EXTRACTED DATA: Begin

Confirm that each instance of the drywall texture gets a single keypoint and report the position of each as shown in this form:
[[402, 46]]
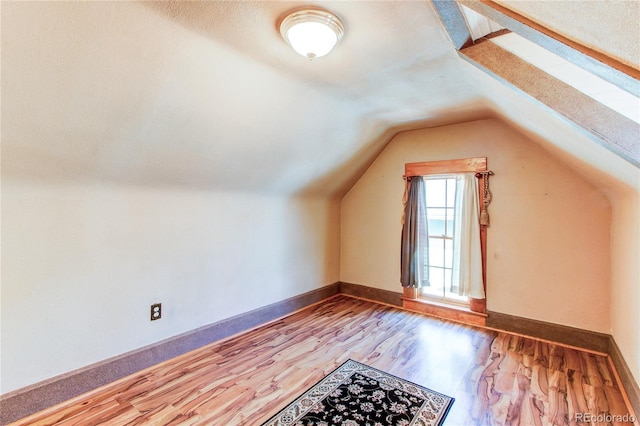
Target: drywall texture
[[82, 264], [548, 244], [625, 290]]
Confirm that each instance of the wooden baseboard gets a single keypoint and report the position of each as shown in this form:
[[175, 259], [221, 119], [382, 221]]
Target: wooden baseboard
[[446, 312], [26, 401], [625, 377], [571, 336], [23, 402]]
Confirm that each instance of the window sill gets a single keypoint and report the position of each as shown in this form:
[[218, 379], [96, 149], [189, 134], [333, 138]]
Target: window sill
[[441, 310]]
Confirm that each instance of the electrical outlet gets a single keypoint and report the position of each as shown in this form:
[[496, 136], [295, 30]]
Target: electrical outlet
[[156, 311]]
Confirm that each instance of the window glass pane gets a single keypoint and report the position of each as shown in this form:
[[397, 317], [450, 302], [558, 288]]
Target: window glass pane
[[436, 219], [436, 277], [436, 192], [448, 254], [447, 279], [436, 252]]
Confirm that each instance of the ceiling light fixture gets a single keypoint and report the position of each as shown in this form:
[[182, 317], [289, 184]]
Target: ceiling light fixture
[[311, 32]]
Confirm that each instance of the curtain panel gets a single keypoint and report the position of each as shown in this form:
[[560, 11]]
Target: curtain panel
[[414, 272], [467, 258]]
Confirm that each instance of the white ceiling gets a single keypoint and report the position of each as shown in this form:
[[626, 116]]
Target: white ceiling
[[207, 94]]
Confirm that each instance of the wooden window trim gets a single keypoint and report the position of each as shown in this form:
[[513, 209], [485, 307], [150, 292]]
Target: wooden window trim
[[463, 165]]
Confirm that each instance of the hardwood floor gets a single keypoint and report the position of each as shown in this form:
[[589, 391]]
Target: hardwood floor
[[496, 378]]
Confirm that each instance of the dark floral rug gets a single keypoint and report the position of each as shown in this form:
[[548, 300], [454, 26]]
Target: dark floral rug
[[358, 395]]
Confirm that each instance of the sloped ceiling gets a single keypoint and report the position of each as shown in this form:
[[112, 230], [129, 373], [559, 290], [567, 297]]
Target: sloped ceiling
[[207, 94]]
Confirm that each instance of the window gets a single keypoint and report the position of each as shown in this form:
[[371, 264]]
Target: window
[[441, 225], [443, 242]]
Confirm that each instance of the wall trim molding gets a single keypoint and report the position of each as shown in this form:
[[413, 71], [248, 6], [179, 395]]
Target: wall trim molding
[[571, 336], [625, 377], [39, 396], [23, 402]]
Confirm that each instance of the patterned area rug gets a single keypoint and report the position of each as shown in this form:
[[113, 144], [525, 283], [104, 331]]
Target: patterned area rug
[[358, 395]]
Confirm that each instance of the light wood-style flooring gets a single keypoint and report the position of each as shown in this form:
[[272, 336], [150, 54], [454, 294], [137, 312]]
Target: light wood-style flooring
[[495, 378]]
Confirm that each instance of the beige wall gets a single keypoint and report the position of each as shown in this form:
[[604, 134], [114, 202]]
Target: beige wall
[[82, 263], [625, 289], [549, 240]]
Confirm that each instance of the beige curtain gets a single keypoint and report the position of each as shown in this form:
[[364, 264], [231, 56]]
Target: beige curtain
[[414, 270], [467, 260]]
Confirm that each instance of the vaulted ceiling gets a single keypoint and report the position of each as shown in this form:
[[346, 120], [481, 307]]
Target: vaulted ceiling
[[207, 94]]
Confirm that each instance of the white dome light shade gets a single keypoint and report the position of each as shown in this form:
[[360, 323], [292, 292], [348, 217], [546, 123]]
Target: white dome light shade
[[311, 32]]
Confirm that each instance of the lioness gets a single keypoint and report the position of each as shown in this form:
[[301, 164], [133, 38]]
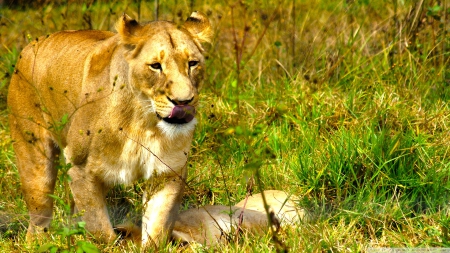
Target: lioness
[[120, 106]]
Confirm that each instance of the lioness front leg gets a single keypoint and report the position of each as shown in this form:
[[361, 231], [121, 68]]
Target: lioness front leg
[[161, 209], [89, 195]]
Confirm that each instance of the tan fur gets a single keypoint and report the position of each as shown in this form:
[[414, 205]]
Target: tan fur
[[95, 96], [213, 224], [210, 225]]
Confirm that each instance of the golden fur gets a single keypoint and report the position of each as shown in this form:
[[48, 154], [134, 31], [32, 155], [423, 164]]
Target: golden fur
[[100, 98], [210, 225]]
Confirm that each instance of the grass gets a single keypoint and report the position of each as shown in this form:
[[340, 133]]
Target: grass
[[343, 103]]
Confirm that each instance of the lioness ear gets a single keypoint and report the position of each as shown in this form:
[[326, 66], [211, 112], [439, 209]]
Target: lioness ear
[[127, 28], [198, 25]]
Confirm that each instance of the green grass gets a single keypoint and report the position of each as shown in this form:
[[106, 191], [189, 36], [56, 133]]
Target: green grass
[[344, 104]]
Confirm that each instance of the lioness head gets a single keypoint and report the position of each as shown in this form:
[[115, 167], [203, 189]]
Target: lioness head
[[166, 67]]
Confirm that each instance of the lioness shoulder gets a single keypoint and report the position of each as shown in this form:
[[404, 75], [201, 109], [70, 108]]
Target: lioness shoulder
[[120, 107]]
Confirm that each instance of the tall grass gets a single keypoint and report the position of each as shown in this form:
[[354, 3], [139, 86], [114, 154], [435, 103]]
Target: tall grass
[[343, 103]]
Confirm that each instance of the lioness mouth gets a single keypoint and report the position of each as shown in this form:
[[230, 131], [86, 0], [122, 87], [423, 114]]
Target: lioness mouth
[[181, 114]]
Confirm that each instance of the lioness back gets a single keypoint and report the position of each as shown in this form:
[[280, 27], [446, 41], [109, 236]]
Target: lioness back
[[119, 107]]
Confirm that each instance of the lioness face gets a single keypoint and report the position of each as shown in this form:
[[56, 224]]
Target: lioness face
[[166, 70]]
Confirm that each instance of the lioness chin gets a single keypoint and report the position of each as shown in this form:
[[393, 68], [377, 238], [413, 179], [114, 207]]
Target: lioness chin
[[121, 107]]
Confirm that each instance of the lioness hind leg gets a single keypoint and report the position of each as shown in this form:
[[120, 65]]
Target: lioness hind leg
[[89, 194], [35, 154]]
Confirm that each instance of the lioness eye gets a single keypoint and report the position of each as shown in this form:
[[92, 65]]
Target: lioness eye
[[193, 63], [156, 66]]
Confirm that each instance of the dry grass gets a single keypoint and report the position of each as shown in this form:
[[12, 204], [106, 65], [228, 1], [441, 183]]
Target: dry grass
[[343, 103]]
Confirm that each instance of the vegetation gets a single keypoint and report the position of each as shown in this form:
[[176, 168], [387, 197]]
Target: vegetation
[[343, 103]]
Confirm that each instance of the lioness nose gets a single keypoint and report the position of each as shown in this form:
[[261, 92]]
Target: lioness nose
[[180, 102]]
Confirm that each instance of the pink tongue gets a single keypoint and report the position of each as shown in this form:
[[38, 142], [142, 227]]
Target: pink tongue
[[185, 112]]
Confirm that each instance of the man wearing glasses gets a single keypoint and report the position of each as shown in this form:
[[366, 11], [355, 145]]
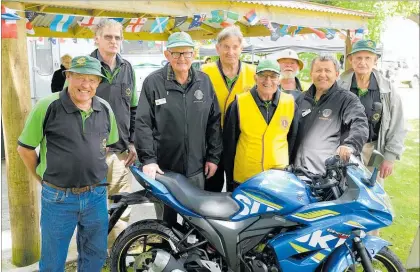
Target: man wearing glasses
[[178, 120], [119, 90], [260, 127]]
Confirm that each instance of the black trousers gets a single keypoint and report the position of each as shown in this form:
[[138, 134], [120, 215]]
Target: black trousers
[[216, 182]]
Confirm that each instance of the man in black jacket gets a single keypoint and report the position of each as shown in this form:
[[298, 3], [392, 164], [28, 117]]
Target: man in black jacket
[[178, 118], [59, 77], [332, 120]]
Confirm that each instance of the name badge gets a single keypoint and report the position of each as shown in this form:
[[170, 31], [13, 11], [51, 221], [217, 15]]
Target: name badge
[[160, 101], [306, 112]]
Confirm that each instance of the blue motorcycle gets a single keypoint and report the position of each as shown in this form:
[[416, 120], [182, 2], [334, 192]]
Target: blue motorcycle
[[278, 220]]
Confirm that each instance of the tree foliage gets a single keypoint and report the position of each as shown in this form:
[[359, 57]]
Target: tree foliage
[[381, 9]]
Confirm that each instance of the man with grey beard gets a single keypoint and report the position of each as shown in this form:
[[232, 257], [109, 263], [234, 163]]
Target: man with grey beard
[[290, 65]]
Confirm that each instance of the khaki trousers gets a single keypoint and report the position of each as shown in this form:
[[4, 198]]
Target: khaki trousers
[[119, 181]]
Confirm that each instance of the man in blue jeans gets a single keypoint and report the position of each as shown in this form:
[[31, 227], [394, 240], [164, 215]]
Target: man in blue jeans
[[75, 127]]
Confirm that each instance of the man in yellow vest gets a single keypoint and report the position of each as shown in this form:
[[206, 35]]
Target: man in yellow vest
[[260, 127], [229, 76]]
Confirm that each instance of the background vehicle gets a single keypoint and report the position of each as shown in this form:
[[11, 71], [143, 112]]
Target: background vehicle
[[272, 222]]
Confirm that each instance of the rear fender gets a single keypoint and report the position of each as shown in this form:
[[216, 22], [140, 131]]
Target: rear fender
[[341, 259]]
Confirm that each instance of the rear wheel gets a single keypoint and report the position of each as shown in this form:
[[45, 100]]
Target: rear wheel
[[384, 260], [129, 252]]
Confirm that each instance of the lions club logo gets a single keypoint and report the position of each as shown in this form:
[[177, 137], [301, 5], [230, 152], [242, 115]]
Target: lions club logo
[[81, 61]]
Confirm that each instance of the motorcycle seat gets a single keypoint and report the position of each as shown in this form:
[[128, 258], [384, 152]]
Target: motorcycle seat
[[204, 203]]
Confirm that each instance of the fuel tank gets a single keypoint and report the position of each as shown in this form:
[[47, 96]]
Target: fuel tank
[[271, 191]]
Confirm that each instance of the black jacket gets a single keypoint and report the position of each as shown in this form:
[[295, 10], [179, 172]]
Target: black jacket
[[232, 131], [178, 129], [338, 118], [58, 80]]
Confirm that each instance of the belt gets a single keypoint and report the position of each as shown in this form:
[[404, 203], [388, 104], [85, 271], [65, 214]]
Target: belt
[[76, 190]]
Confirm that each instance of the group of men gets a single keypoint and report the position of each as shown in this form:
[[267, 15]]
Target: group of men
[[231, 120]]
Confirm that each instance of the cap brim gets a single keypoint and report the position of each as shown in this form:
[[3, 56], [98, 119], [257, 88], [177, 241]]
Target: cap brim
[[180, 44], [95, 73], [268, 69]]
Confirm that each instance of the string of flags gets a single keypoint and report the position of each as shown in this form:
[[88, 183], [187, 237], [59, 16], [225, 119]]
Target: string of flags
[[222, 18]]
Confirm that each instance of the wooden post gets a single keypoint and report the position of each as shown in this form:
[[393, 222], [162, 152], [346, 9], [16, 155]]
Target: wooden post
[[16, 104], [348, 50]]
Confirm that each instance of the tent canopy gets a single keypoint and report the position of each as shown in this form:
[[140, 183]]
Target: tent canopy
[[293, 13]]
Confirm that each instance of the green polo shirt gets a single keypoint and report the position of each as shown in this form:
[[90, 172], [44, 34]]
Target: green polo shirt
[[72, 142]]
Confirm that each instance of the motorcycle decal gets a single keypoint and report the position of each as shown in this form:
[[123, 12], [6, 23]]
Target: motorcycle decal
[[317, 240], [315, 215], [298, 248], [354, 224], [254, 204]]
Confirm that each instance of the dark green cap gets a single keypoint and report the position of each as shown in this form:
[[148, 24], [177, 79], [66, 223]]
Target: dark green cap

EXTRACTED DATA: End

Write out word for word the lines of the listing above from the line with "[[366, 11], [355, 145]]" to the line with "Confirm that each instance of the background", taking in both of those lines but no pictures.

▶ _OUTPUT OF THE TASK_
[[366, 11], [355, 145]]
Target: man wearing glasses
[[178, 120], [119, 90], [260, 127]]
Confirm that each instance of the black trousers gets a single keypoint and report the position of each as shown in this form:
[[138, 134], [120, 215]]
Target: black trousers
[[216, 182]]
Confirm that each instance of the man in black jacket gets a single keypoint and report the position of each as shown in this form:
[[298, 3], [392, 164], [28, 117]]
Target: man in black jacket
[[178, 118], [59, 77], [332, 120]]
Confirm that each instance of the name badge gets a single keypoint and report the position of each as shown in this form:
[[170, 31], [13, 11], [51, 221], [217, 15]]
Target: name badge
[[160, 101], [306, 112]]
Confirm that each instance of the blue motorcycle gets a single keypoint and report the position of each as shown in this form:
[[416, 120], [182, 2], [334, 192]]
Target: blue motorcycle
[[278, 220]]
Confirm that each instance of the tree foliage gets a single keypoint and report the position of each as shown in this form:
[[359, 57]]
Target: tree foliage
[[381, 9]]
Confirm that each instance of the man with grey beard gets a single keypoint and report the position of each as shown in this form:
[[232, 257], [109, 263], [234, 163]]
Target: man with grey beard
[[290, 65]]
Confirm that each instance of the khaki trousers gets a single keypoint and report the position of each as shown in this form:
[[4, 198]]
Target: khaki trousers
[[119, 181]]
Confirm that each instance of the man in blue jeans gets a single keypoint and report the position of each as shown in this form:
[[31, 227], [394, 240], [164, 215]]
Target: man in blue jeans
[[75, 127]]
Confirm that each instance of the man in yellow vest gets a single keypoint and report the position of each as shown in this form:
[[206, 35]]
Target: man in yellow vest
[[260, 127], [229, 76]]
Confirm that each instance of the background vehicle gets a single keypoint and report the position of each as shown in this form:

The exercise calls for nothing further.